WHAT THE EXERCISE ASKS | Everything from the line with "the boat hull" to the end of the data should be restated word for word, and nothing before it.

** START **

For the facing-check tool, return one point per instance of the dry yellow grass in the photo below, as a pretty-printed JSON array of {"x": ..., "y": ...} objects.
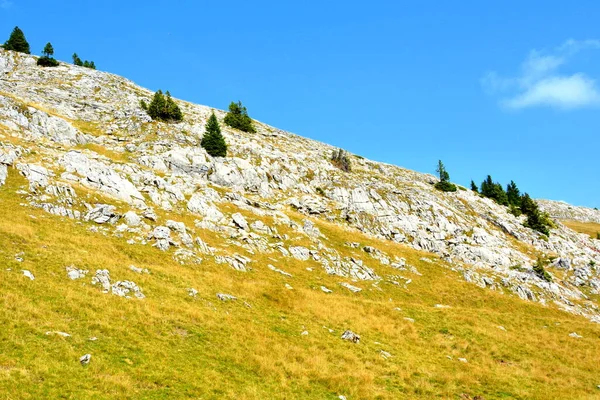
[
  {"x": 170, "y": 345},
  {"x": 589, "y": 228}
]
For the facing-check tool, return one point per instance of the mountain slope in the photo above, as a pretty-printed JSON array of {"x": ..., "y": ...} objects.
[{"x": 89, "y": 181}]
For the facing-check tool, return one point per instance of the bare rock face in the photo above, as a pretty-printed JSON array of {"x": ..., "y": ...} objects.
[{"x": 147, "y": 169}]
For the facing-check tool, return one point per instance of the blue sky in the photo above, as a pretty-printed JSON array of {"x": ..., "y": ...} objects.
[{"x": 502, "y": 88}]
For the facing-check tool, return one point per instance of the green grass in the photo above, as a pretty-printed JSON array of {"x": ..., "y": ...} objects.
[{"x": 170, "y": 345}]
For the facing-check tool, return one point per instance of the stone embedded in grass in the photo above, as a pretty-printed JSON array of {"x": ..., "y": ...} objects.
[
  {"x": 226, "y": 297},
  {"x": 272, "y": 268},
  {"x": 63, "y": 334},
  {"x": 240, "y": 221},
  {"x": 351, "y": 336},
  {"x": 75, "y": 273},
  {"x": 348, "y": 286},
  {"x": 28, "y": 274},
  {"x": 85, "y": 359},
  {"x": 385, "y": 355}
]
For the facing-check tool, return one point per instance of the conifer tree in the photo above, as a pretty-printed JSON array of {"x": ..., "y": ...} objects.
[
  {"x": 77, "y": 60},
  {"x": 46, "y": 60},
  {"x": 238, "y": 118},
  {"x": 17, "y": 42},
  {"x": 213, "y": 141},
  {"x": 444, "y": 184},
  {"x": 164, "y": 108},
  {"x": 474, "y": 187},
  {"x": 513, "y": 194}
]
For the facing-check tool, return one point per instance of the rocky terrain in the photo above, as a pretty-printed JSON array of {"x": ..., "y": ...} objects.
[{"x": 72, "y": 131}]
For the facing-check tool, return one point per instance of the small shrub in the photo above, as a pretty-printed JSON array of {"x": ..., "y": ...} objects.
[
  {"x": 163, "y": 108},
  {"x": 213, "y": 141},
  {"x": 540, "y": 271},
  {"x": 238, "y": 118},
  {"x": 17, "y": 42},
  {"x": 341, "y": 160}
]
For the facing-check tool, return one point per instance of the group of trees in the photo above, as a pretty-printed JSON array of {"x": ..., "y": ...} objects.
[
  {"x": 163, "y": 108},
  {"x": 17, "y": 42},
  {"x": 518, "y": 203},
  {"x": 86, "y": 63},
  {"x": 238, "y": 118}
]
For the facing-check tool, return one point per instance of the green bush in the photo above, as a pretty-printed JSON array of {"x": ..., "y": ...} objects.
[
  {"x": 17, "y": 42},
  {"x": 540, "y": 271},
  {"x": 341, "y": 160},
  {"x": 163, "y": 108},
  {"x": 238, "y": 118},
  {"x": 444, "y": 184},
  {"x": 213, "y": 141}
]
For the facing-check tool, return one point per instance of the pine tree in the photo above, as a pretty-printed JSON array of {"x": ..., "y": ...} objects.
[
  {"x": 513, "y": 194},
  {"x": 164, "y": 108},
  {"x": 47, "y": 60},
  {"x": 77, "y": 60},
  {"x": 238, "y": 118},
  {"x": 474, "y": 187},
  {"x": 48, "y": 50},
  {"x": 17, "y": 42},
  {"x": 213, "y": 141},
  {"x": 444, "y": 184}
]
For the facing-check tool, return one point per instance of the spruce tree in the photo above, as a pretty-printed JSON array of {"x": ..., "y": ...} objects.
[
  {"x": 77, "y": 60},
  {"x": 444, "y": 184},
  {"x": 238, "y": 118},
  {"x": 17, "y": 42},
  {"x": 47, "y": 60},
  {"x": 213, "y": 141},
  {"x": 513, "y": 194}
]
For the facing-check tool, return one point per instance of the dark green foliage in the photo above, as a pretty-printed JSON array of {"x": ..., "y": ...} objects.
[
  {"x": 48, "y": 50},
  {"x": 17, "y": 42},
  {"x": 536, "y": 219},
  {"x": 444, "y": 184},
  {"x": 494, "y": 191},
  {"x": 163, "y": 108},
  {"x": 540, "y": 271},
  {"x": 341, "y": 160},
  {"x": 86, "y": 63},
  {"x": 474, "y": 187},
  {"x": 77, "y": 60},
  {"x": 513, "y": 194},
  {"x": 213, "y": 141},
  {"x": 238, "y": 118},
  {"x": 47, "y": 60}
]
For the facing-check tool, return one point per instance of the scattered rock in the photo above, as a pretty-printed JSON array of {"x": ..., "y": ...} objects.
[
  {"x": 28, "y": 274},
  {"x": 348, "y": 286},
  {"x": 75, "y": 273},
  {"x": 226, "y": 297},
  {"x": 85, "y": 359},
  {"x": 351, "y": 336}
]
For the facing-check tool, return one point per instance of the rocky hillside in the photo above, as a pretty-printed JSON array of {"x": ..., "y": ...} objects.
[{"x": 89, "y": 153}]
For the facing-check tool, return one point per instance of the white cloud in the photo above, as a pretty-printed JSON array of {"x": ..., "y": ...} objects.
[{"x": 540, "y": 82}]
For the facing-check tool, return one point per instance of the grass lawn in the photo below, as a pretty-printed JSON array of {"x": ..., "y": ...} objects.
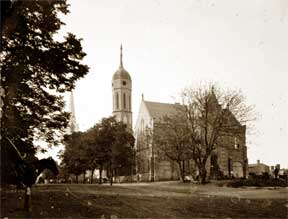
[{"x": 154, "y": 200}]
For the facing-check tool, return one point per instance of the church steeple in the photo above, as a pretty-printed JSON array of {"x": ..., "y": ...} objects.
[
  {"x": 121, "y": 57},
  {"x": 122, "y": 94}
]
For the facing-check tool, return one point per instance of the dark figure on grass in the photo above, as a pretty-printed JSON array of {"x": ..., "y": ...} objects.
[{"x": 27, "y": 169}]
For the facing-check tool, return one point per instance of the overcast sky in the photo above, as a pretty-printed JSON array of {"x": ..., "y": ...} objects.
[{"x": 171, "y": 44}]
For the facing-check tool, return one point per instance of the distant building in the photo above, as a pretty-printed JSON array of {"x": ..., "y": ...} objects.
[
  {"x": 259, "y": 168},
  {"x": 230, "y": 155}
]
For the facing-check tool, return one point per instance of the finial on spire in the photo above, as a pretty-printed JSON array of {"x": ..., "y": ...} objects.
[{"x": 121, "y": 56}]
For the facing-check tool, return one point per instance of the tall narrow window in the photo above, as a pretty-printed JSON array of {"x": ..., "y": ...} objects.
[
  {"x": 117, "y": 100},
  {"x": 129, "y": 102},
  {"x": 124, "y": 101}
]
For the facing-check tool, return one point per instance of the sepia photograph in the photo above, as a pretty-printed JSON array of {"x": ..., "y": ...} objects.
[{"x": 144, "y": 109}]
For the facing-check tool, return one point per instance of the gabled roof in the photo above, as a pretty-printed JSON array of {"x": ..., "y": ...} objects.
[{"x": 159, "y": 110}]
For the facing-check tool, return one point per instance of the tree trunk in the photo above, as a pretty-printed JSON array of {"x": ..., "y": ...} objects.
[
  {"x": 91, "y": 178},
  {"x": 27, "y": 201},
  {"x": 181, "y": 170},
  {"x": 202, "y": 173},
  {"x": 111, "y": 175},
  {"x": 84, "y": 177},
  {"x": 100, "y": 173}
]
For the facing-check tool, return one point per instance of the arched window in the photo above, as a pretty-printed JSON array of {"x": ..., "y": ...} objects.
[
  {"x": 117, "y": 100},
  {"x": 124, "y": 101},
  {"x": 129, "y": 102}
]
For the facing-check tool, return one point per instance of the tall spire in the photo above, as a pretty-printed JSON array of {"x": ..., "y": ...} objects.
[{"x": 121, "y": 56}]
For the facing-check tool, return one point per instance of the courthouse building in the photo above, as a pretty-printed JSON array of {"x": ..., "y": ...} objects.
[{"x": 230, "y": 155}]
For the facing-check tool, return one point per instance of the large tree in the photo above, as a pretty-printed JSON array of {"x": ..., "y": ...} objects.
[
  {"x": 212, "y": 115},
  {"x": 74, "y": 158},
  {"x": 35, "y": 70},
  {"x": 117, "y": 144}
]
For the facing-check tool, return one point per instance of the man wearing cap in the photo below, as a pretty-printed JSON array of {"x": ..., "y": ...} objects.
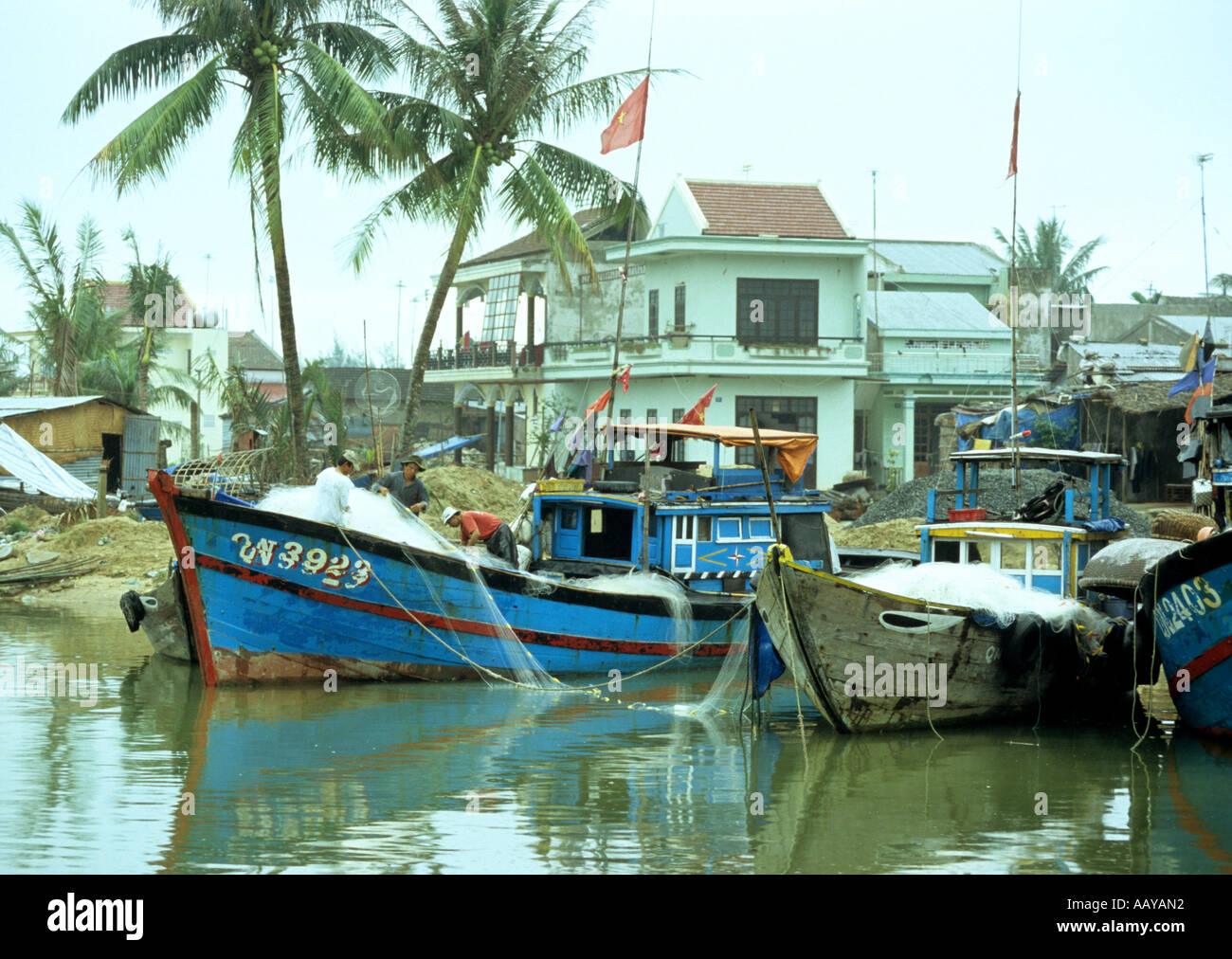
[
  {"x": 477, "y": 527},
  {"x": 406, "y": 484},
  {"x": 334, "y": 488}
]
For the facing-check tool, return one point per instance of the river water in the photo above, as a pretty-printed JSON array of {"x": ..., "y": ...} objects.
[{"x": 161, "y": 774}]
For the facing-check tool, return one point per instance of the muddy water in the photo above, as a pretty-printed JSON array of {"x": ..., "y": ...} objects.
[{"x": 160, "y": 774}]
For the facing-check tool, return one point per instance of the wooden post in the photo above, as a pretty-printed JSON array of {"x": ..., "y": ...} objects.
[{"x": 102, "y": 488}]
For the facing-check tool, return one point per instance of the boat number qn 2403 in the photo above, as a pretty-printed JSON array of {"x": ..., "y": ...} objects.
[{"x": 312, "y": 562}]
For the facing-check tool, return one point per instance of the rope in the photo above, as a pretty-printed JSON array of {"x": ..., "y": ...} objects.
[{"x": 484, "y": 669}]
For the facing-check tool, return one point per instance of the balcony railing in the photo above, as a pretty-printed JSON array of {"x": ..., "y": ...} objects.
[
  {"x": 485, "y": 355},
  {"x": 952, "y": 363}
]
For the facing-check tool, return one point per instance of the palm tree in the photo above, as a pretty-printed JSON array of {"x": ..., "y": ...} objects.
[
  {"x": 499, "y": 74},
  {"x": 65, "y": 298},
  {"x": 1042, "y": 264},
  {"x": 292, "y": 62},
  {"x": 146, "y": 280}
]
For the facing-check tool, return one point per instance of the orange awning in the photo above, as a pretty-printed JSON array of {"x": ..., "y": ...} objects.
[{"x": 793, "y": 449}]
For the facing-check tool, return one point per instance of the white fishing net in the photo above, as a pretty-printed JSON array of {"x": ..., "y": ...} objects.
[{"x": 976, "y": 586}]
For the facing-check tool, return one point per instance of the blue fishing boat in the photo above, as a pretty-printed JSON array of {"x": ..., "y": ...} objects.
[
  {"x": 269, "y": 597},
  {"x": 1187, "y": 606}
]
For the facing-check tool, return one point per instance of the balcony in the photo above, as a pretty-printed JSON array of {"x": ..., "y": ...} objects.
[
  {"x": 953, "y": 363},
  {"x": 488, "y": 355}
]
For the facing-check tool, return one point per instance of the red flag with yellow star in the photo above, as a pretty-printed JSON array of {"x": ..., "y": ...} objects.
[{"x": 628, "y": 125}]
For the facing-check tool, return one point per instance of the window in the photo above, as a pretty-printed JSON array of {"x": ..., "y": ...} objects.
[
  {"x": 776, "y": 311},
  {"x": 792, "y": 413}
]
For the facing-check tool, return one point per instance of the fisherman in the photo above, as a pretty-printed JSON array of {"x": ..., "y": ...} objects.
[
  {"x": 477, "y": 527},
  {"x": 334, "y": 488},
  {"x": 406, "y": 486}
]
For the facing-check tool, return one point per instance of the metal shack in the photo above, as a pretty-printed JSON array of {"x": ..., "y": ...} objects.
[{"x": 82, "y": 431}]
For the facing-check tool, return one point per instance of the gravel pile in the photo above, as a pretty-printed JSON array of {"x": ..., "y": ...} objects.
[{"x": 997, "y": 496}]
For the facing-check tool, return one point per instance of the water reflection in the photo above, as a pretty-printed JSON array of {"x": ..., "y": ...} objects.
[{"x": 457, "y": 777}]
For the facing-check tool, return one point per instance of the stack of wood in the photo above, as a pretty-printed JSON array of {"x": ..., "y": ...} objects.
[{"x": 1175, "y": 524}]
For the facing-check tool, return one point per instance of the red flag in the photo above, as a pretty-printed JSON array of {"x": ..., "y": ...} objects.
[
  {"x": 602, "y": 404},
  {"x": 1013, "y": 146},
  {"x": 628, "y": 125},
  {"x": 698, "y": 414}
]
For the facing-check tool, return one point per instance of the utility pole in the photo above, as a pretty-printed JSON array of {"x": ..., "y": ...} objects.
[{"x": 397, "y": 329}]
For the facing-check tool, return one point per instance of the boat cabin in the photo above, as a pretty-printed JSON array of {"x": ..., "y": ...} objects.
[
  {"x": 709, "y": 528},
  {"x": 1047, "y": 556}
]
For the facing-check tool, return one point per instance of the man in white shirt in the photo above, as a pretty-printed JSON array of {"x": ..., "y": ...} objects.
[{"x": 334, "y": 488}]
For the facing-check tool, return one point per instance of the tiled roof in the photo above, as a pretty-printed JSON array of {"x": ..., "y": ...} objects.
[
  {"x": 250, "y": 352},
  {"x": 531, "y": 244},
  {"x": 940, "y": 257},
  {"x": 936, "y": 314},
  {"x": 734, "y": 208}
]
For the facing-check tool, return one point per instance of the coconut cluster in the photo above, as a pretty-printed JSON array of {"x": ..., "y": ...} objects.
[{"x": 498, "y": 153}]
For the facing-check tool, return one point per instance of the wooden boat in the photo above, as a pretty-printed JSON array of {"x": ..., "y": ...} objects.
[
  {"x": 1187, "y": 606},
  {"x": 871, "y": 660},
  {"x": 270, "y": 598}
]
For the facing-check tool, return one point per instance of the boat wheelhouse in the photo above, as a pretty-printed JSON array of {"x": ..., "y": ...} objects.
[
  {"x": 709, "y": 528},
  {"x": 1047, "y": 556}
]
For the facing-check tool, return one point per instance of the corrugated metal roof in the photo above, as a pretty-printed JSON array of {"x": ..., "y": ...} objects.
[
  {"x": 939, "y": 257},
  {"x": 15, "y": 406},
  {"x": 735, "y": 208},
  {"x": 915, "y": 312}
]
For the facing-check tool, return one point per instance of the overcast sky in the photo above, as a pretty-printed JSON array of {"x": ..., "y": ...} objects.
[{"x": 1117, "y": 100}]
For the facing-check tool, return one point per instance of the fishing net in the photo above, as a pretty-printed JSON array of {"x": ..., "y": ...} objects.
[{"x": 246, "y": 475}]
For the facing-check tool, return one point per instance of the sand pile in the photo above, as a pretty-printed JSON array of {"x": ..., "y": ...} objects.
[{"x": 897, "y": 534}]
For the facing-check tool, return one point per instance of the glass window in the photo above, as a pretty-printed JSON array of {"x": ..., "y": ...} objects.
[{"x": 776, "y": 311}]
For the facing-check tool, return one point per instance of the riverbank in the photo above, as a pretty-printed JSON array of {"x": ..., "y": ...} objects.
[{"x": 130, "y": 553}]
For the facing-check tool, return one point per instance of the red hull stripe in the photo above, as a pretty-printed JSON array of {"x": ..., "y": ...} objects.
[
  {"x": 448, "y": 623},
  {"x": 1204, "y": 662}
]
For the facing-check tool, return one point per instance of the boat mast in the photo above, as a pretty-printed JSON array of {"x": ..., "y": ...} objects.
[
  {"x": 624, "y": 273},
  {"x": 1013, "y": 278}
]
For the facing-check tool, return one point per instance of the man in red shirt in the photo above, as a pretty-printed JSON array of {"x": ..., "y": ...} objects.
[{"x": 475, "y": 527}]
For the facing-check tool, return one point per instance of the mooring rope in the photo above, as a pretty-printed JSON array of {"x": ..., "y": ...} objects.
[{"x": 484, "y": 669}]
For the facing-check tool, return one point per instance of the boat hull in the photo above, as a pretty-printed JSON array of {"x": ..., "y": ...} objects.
[
  {"x": 874, "y": 660},
  {"x": 279, "y": 599},
  {"x": 1187, "y": 606}
]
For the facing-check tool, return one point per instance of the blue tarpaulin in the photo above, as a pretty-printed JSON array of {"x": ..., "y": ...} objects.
[{"x": 452, "y": 443}]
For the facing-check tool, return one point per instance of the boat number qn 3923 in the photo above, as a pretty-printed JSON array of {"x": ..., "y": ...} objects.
[{"x": 313, "y": 562}]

** END **

EXERCISE ANSWER |
For the facing-check tool, return one point per instance of the boat hull in the photo above, as a pretty-printed JSON array of {"x": ..., "y": ...} objects.
[
  {"x": 874, "y": 660},
  {"x": 279, "y": 599},
  {"x": 1187, "y": 606}
]
For the facing-check tool, return one point per instance of the blue tarpaulin in the photo above, as a pretty-printed JSON array of {"x": ..., "y": ...} objects.
[{"x": 452, "y": 443}]
For the facing-check tool, return one point per instance of the boat number qn 3923 in the photo above, as a pretty-printed JSON array of {"x": ..., "y": ...} objects.
[{"x": 313, "y": 562}]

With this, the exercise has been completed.